WHAT YOU ARE ASKED TO DO. Copy out this material unchanged, starting at the line that contains "Where can you see the khaki" and ending after the line that contains "Where can you see the man". Include both of those lines and nothing before or after them.

INFORMATION GIVEN.
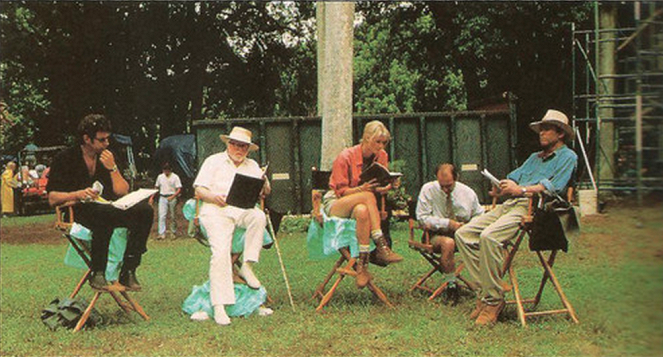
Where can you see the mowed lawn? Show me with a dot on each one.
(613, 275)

---

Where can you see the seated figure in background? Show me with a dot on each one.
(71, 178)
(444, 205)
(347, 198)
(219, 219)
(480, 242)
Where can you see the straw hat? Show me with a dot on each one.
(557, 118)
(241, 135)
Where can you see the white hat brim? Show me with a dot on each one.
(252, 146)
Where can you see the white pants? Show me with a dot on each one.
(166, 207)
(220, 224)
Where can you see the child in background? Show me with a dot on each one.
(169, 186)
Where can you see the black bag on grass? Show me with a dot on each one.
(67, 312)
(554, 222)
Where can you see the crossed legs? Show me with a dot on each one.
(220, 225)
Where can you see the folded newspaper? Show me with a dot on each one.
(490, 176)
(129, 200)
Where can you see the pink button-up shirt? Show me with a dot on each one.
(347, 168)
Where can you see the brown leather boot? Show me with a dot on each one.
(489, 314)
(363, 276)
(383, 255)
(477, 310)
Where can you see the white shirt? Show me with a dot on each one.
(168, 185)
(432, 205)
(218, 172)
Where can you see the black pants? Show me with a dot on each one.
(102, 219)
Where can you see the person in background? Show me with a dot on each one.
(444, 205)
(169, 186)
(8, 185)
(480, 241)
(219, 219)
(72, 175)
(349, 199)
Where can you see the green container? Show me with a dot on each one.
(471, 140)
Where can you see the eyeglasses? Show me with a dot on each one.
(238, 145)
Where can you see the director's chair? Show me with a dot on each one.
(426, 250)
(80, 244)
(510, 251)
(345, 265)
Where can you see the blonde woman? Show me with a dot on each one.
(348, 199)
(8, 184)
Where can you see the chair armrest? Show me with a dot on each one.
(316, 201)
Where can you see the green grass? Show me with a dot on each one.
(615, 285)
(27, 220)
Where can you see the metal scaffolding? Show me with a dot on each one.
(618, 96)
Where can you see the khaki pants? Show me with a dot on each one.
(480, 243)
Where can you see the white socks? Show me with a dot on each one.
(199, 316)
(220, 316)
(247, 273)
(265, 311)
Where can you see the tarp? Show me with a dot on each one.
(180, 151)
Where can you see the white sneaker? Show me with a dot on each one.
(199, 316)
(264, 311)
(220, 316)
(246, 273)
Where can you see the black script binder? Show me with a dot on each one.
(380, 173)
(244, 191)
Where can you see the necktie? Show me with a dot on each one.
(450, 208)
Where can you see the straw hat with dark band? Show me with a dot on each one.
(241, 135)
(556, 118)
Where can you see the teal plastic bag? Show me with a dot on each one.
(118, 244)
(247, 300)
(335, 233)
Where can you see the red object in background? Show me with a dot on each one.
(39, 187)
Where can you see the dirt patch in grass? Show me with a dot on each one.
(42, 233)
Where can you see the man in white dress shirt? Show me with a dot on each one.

TASK SOLUTION.
Where can you see the khaki pants? Show me with a dot on each one.
(480, 243)
Where can you see the white socks? Show me with a dot on each one.
(199, 316)
(220, 316)
(247, 273)
(265, 311)
Where can you see the tarp? Show me with a dot on each one.
(180, 151)
Where can you see the white sneaker? Show me with a dot on each one.
(199, 316)
(264, 311)
(220, 316)
(246, 273)
Where can you see the black script binder? Show me with a dot on each one.
(380, 173)
(244, 191)
Where can you see the necktie? Show me with a dot on each one.
(450, 208)
Where can you see the straw hat with dark band? Show me with a dot on each one.
(241, 135)
(556, 118)
Where can you see the teal plastic bag? Show me with a dot on each one.
(118, 244)
(247, 300)
(335, 233)
Where can you see the red object in background? Show me with a dot on each one.
(39, 187)
Where can you see the dirt patch in grass? Show me with a dot on each one.
(42, 233)
Where can you see the man in white dress shirt? Show me with a dot on each one.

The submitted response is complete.